--- SELECTED PASSAGE ---
· · ·

To maintain its independence and transparency, Future Forward has adopted a funding model that depends solely on contributions from its members and supporters. The party aims to gather 350 million baht from its members and the public to support its campaign in the 2019 general election.

Thanathorn, with his business background, youthful image, and political perspectives, has attracted international media attention, drawing comparisons to leaders like French President Emmanuel Macron and Canadian Prime Minister Justin Trudeau. In Thailand, media often labels him as the "billionaire commoner," highlighting his role in challenging the country's social class system. Additionally, he has gained a unique following among young female supporters, who humorously refer to him as "Daddy."

Regarding legal matters, Thanathorn, along with Jaruwan Sarankate and Klaikong Vaidhyakarn, senior members of his party, faced charges under the Computer Crime Act. This stemmed from a complaint by a member of the National Council for Peace and Order (NCPO) regarding their Facebook Live broadcast on 29 June 2018, allegedly disseminating false information or content detrimental to national stability.

The trio was summoned to the Technology Crime Suppression Division (TCSD) on 24 August 2018, to hear the charges. They requested a postponement to 17 September 2018, due to short notice and prior commitments. Thanathorn had previously attended a session on 31 July 2018, as a witness but chose not to comment on the allegations at that time.

Thanathorn was elected as a Member of Parliament in the 2019 elections. Subsequently, the Election Commission raised concerns about his eligibility, alleging that he owned shares in a media company, V-Luck Media, at the time of his MP candidacy registration. This ownership, if proven, would contravene election laws and could lead to his disqualification. Thanathorn contested these allegations, asserting that he had transferred all his shares before registering as a candidate.

On 23 May 2019, just before the new parliament's opening, the Constitutional Court agreed to review the case brought against Thanathorn by the Election Commission. In a vote of 8–1, the Court decided to suspend Thanathorn's status as an MP until a final verdict was reached. He was allowed to participate in the opening ceremony and take his oath but was then required to leave.

· · ·

--- TASK LIST ---
• A. Can you rewrite the paragraph beginning "Thanathorn was elected as a Member of Parliament" in the passage on Thanathorn and Future Forward as a short bulleted list of its main facts?
• B. Could you continue the passage on Thanathorn and Future Forward from its last sentence?

(Natural language region descriptions)
· · ·

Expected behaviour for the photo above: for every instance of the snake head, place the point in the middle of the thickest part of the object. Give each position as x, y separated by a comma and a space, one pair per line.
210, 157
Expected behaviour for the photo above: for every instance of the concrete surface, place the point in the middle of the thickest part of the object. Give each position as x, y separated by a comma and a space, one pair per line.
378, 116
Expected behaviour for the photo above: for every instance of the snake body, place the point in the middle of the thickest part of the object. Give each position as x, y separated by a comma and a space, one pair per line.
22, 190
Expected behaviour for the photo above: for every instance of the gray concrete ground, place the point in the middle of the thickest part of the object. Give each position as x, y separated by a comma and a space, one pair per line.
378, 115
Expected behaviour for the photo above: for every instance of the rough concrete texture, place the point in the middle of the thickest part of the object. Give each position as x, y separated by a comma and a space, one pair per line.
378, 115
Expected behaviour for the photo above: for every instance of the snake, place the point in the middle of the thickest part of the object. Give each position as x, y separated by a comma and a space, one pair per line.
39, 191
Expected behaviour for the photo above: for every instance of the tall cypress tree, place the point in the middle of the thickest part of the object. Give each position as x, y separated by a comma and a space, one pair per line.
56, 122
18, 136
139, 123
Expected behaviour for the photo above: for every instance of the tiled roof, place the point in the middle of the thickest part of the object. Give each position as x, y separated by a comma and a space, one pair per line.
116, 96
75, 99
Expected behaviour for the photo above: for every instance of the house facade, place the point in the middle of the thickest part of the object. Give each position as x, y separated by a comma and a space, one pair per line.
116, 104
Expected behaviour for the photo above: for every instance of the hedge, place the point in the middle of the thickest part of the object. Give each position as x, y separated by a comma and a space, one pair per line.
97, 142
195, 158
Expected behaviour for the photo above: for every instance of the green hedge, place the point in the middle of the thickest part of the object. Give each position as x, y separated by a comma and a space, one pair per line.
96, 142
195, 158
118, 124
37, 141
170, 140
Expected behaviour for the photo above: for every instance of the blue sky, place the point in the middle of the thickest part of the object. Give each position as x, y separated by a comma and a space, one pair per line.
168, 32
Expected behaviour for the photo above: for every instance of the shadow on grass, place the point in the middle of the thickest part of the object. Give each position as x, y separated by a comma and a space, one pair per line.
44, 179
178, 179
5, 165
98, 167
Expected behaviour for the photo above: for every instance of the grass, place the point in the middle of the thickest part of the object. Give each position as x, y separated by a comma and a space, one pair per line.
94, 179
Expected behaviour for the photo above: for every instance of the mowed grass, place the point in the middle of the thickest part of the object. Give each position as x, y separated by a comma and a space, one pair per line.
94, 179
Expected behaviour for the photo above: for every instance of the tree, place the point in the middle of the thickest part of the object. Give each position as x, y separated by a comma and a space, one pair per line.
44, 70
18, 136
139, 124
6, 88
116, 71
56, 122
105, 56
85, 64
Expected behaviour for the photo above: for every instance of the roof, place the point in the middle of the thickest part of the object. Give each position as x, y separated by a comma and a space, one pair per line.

· · ·

--- ANSWERS ---
• A.
- Thanathorn won a seat as an MP in the 2019 elections.
- The Election Commission then questioned his eligibility. It alleged that he held shares in the media company V-Luck Media when he registered as a candidate.
- If proven, that ownership would breach election laws and could lead to his disqualification.
- Thanathorn disputed the allegations, saying he had transferred all his shares before registering.

• B.
During this period, Thanathorn was proposed as a prime ministerial candidate by a coalition of parties opposed to the military junta. However, he was defeated by the incumbent prime minister and former coup leader, Prayut Chan-o-cha. In November of the same year, the Constitutional Court ruled against Thanathorn, officially disqualifying him from his MP status.

In addition, Thanathorn's declaration of assets to the National Anti-Corruption Commission revealed that he possessed assets totaling 5.6 billion baht, making him the wealthiest member of the Thai parliament at that time.

In October 2019, Thanathorn met with Hong Kong activist Joshua Wong at the Open Future Festival. Wong tweeted a picture of the two together, writing, "Under the hard-line authoritarian suppression, we stand in solidarity." The Chinese embassy in Bangkok issued a statement referring to the incident as irresponsible. Thanathorn issued a statement denying any relationship with Wong and stating that he supports China playing a bigger role both regionally and globally.

==Progressive Movement==
Thanathorn founded the Progressive Movement with Piyabutr Saengkanokkul after their party dissolved. In January 2021, he was charged with lèse-majesté after criticizing Prayut Chan-o-cha government mismanagement of COVID-19 vaccination by relying too much on AstraZeneca vaccine which Siam Bioscience, owned by the King, supplies the most. On 18 January 2021, the Royal Thai Police charged him for defaming the government through a live stream on Facebook. Later, Puttipong Punnakanta filed the charge through Technology Crime Suppression Division and the court ordered taking the video down.

Later in August 2021, Thanathorn faced two more lèse-majesté charges for the same act.

== Personal life ==
Thanathorn's nickname is Ek (เอก).

He is married to Rawiphan Daengthongdi, they have four children together. Angered by the 2006 coup, Thanathorn gave his son the nickname Demo (Thai: เดโม่), from the Greek root demos ('people').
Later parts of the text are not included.